Instruction ▸
Set down the line that contains "the woman's left" and every line after it to the end of the entries, exactly as they stand and nothing more.
Material shown start
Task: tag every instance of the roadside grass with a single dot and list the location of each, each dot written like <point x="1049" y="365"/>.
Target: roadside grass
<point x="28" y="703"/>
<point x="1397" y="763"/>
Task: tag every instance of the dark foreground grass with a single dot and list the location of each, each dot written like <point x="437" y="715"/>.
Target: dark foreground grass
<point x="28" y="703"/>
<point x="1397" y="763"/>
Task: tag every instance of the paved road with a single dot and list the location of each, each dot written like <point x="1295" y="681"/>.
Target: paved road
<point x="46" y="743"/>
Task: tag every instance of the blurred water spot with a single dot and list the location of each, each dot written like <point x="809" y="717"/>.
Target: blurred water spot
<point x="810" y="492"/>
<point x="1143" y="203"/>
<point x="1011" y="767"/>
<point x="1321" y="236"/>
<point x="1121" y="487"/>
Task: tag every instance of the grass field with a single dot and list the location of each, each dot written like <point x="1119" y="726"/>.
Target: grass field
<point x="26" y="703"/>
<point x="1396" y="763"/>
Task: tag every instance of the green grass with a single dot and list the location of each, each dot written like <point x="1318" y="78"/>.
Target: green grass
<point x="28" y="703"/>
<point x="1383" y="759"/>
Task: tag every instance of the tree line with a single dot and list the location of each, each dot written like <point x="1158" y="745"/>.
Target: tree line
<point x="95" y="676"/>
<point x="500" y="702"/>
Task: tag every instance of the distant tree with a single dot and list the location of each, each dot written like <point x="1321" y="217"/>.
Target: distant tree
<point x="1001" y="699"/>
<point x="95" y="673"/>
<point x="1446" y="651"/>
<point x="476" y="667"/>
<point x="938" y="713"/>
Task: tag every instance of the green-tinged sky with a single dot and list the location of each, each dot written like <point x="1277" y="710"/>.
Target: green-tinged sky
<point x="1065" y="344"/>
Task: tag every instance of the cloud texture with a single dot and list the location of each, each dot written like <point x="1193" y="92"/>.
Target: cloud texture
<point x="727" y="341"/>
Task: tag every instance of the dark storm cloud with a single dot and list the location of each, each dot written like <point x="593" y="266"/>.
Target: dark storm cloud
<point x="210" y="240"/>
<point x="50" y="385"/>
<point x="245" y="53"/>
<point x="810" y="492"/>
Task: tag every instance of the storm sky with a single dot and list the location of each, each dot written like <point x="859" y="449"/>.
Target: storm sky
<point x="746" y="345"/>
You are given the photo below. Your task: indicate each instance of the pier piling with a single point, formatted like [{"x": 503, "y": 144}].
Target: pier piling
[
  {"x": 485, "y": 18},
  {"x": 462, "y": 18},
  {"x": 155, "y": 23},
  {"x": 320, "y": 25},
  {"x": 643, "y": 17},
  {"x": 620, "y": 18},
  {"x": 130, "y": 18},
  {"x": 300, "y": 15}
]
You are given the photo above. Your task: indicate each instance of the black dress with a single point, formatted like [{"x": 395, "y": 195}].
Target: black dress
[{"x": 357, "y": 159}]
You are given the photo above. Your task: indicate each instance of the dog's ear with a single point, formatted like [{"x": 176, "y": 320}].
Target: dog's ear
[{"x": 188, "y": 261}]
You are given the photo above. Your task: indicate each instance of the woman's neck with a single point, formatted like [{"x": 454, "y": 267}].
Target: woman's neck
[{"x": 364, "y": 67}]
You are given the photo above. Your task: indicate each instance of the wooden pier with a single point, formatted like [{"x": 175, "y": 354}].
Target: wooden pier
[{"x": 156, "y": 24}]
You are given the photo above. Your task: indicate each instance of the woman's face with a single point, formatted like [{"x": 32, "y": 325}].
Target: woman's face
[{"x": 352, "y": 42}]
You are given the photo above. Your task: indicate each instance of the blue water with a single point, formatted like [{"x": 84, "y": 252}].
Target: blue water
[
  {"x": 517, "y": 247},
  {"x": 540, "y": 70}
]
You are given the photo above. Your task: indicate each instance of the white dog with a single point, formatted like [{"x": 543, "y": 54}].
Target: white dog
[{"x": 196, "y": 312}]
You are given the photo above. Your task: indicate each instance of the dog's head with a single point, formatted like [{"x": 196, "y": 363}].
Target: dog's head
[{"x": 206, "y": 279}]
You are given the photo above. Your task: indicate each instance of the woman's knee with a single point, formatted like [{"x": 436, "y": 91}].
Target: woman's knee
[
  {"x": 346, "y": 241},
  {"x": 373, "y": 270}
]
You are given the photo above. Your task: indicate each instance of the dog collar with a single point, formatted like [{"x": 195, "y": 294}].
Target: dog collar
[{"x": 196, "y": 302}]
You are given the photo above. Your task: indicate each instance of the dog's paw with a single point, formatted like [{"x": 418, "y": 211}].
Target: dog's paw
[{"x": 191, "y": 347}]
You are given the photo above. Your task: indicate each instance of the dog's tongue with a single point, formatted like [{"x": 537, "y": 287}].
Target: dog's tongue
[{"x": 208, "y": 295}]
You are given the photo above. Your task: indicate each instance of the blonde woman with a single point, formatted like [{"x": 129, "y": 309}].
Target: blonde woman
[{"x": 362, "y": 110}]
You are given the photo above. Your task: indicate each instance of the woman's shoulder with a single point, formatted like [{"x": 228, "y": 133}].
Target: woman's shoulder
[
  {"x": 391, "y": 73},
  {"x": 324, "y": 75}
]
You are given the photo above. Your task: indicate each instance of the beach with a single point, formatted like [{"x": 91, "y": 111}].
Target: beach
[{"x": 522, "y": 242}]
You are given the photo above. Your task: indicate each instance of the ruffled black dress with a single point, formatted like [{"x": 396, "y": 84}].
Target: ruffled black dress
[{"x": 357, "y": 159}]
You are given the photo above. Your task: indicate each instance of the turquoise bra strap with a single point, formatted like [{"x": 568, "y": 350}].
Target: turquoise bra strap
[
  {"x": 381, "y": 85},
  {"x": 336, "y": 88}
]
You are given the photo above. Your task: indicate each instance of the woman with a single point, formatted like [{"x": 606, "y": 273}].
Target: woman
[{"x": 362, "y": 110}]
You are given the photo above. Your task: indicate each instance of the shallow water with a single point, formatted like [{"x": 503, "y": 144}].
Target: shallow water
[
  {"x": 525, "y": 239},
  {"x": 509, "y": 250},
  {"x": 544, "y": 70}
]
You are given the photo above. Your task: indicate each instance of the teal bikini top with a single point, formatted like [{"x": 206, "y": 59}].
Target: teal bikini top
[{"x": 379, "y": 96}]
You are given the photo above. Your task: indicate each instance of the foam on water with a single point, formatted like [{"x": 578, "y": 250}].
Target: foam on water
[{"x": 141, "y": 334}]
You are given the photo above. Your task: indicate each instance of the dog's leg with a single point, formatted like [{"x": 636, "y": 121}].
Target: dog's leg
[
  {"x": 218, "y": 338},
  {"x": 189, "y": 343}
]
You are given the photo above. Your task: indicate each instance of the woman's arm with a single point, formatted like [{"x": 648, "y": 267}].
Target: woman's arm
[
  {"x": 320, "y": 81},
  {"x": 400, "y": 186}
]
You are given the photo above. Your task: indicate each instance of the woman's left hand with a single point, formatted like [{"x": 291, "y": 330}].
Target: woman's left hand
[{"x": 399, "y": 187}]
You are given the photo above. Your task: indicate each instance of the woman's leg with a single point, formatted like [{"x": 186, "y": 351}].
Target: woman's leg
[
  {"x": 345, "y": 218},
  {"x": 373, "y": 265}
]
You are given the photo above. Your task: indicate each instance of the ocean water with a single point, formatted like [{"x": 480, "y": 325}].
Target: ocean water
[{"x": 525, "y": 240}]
Material shown end
Answer for this exercise ▸
You are given the photo above. Your task: indicate each instance of the woman's left hand with a single point, formatted like [{"x": 291, "y": 330}].
Target: woman's left hand
[{"x": 399, "y": 187}]
You are given the photo above. Your task: indicate each instance of the woman's leg with a single point, formatted like [{"x": 186, "y": 351}].
Target: woman's leg
[
  {"x": 345, "y": 218},
  {"x": 373, "y": 265}
]
You are given the photo above. Your task: indicate each instance of the ocean water with a single point, formatted like [{"x": 480, "y": 325}].
Target: ocean water
[{"x": 525, "y": 240}]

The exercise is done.